» **Document section**
This year didn’t bring out any consistent themes in the books I read. I can be all over the place, from hedge fund intrigue (Black Edge) to womanist poetry (Milk and Honey) , but most of my consumption was non-fiction and I tended to use fiction as an escape between non-fiction books.
How do I make time to read? I just do it. I read before bed, in the bathroom, on the train, in the kitchen while I’m cooking. This year, I read a lot on planes and used the Kindle iPad app for most of it, but I still love public libraries and check out both physical and digital books from the San Francisco Public Library. Did you know that you can check out ebooks from most public libraries? So clutch.

» **Required actions**
(A) Reproduce the reading passage verbatim from "How do I make" to "libraries? So clutch.".
(B) Extract every line of the records that contains the string "background", matching case exactly.
The reading passage has no connection to the records.

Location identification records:
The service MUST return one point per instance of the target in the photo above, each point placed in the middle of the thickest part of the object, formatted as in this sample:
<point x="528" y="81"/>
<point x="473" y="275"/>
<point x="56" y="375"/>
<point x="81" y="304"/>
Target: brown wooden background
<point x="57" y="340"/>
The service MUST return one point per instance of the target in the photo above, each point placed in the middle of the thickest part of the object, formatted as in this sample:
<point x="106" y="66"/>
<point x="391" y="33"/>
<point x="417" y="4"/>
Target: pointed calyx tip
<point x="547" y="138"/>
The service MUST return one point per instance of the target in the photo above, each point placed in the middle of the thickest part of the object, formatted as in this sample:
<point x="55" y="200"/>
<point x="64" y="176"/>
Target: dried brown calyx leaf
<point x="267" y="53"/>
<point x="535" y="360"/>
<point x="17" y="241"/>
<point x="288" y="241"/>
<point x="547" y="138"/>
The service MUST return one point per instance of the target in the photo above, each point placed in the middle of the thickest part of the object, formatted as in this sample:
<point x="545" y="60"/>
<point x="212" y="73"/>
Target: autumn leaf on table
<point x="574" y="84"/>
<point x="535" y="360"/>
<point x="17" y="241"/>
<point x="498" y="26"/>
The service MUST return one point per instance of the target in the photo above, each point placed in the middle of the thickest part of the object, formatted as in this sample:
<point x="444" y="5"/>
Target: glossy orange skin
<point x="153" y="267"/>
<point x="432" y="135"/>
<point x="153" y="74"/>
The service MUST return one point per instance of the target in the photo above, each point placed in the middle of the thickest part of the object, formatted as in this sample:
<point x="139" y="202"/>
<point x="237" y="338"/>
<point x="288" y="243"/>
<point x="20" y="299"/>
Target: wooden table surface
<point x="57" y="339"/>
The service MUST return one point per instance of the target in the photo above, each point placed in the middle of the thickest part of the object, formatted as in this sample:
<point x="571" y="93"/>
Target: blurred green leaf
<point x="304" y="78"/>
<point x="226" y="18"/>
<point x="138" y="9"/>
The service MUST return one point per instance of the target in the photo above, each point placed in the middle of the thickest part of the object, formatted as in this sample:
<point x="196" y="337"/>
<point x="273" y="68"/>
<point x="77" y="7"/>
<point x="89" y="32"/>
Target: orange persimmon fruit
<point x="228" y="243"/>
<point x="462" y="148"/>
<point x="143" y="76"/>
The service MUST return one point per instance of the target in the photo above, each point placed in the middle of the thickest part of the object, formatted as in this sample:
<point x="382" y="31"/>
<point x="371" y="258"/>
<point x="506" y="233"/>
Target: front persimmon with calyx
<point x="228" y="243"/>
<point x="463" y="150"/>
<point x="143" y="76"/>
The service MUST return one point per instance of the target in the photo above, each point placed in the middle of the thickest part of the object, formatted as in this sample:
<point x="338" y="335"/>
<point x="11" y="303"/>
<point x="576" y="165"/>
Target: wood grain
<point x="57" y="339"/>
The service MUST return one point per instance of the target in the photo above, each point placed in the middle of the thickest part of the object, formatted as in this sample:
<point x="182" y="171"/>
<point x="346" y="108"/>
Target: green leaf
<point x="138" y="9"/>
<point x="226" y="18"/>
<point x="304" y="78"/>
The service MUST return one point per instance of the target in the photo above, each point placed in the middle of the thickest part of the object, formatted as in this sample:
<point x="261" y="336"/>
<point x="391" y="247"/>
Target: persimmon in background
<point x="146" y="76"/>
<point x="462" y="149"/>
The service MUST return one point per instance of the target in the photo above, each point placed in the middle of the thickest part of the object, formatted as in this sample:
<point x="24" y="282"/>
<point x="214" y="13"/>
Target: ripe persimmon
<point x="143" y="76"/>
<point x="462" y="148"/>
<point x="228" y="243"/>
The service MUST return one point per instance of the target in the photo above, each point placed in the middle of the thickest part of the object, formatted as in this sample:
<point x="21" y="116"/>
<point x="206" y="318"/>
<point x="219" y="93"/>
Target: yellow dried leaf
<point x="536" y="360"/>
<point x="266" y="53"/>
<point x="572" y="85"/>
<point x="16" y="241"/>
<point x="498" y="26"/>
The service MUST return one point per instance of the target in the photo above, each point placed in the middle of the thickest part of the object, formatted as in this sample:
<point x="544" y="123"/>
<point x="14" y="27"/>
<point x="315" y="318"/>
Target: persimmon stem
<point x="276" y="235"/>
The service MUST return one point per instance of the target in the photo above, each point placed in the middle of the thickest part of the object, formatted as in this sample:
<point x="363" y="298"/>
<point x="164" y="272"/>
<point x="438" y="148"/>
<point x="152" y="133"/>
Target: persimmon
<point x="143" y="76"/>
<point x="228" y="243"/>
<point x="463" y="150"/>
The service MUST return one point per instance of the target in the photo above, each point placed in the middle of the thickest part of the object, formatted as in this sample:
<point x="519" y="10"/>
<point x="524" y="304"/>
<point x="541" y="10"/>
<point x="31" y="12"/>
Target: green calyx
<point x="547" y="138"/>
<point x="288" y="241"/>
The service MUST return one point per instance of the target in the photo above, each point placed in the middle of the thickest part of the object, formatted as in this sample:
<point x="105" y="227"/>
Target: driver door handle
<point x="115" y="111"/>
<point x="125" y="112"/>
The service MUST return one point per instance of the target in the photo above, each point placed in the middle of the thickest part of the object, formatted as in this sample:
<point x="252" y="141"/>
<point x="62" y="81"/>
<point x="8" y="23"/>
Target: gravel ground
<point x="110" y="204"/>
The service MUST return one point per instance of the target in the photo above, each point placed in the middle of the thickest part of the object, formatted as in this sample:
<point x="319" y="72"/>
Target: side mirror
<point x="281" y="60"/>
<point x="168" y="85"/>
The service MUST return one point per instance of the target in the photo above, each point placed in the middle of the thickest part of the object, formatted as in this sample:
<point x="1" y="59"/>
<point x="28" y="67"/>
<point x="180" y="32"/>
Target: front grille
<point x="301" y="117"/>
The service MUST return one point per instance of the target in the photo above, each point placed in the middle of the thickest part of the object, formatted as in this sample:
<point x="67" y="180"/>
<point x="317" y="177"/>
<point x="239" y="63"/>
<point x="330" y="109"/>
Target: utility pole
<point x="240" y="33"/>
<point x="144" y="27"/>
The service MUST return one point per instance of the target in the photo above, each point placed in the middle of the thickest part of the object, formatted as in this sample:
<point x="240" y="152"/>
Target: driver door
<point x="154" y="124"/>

» **Responses to the exercise**
(A)
How do I make time to read? I just do it. I read before bed, in the bathroom, on the train, in the kitchen while I’m cooking. This year, I read a lot on planes and used the Kindle iPad app for most of it, but I still love public libraries and check out both physical and digital books from the San Francisco Public Library. Did you know that you can check out ebooks from most public libraries? So clutch.

(B)
Target: brown wooden background
Target: persimmon in background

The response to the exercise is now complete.